Print exactly the line with "Would you please pick out the window" and every line after it, through the final line of the material below.

**** The data ****

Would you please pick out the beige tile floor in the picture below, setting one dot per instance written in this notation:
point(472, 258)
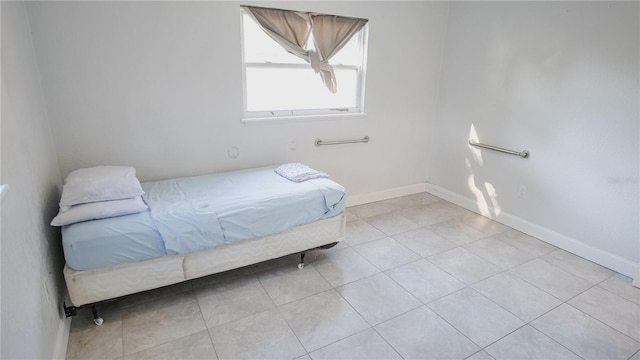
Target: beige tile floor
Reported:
point(416, 278)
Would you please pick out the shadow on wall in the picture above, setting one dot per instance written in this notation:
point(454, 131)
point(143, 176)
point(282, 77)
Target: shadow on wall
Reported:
point(486, 197)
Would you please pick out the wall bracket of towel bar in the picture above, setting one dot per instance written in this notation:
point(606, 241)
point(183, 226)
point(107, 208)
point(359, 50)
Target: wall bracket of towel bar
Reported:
point(523, 153)
point(337, 142)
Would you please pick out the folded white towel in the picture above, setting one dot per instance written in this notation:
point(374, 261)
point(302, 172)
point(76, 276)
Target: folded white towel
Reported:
point(298, 172)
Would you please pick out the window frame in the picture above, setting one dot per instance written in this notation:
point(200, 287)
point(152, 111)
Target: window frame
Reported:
point(306, 114)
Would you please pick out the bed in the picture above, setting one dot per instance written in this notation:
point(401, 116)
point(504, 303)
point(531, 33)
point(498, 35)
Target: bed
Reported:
point(192, 227)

****

* [Solution to this exercise]:
Would you please pick out the window frame in the picture above, setting one dot per instance written in this notation:
point(200, 287)
point(152, 111)
Target: window frame
Reported:
point(306, 114)
Would you please pick out the bed in the picture above, setting one dot per instance written in this notation:
point(401, 116)
point(504, 303)
point(531, 33)
point(498, 35)
Target: bed
Reported:
point(192, 227)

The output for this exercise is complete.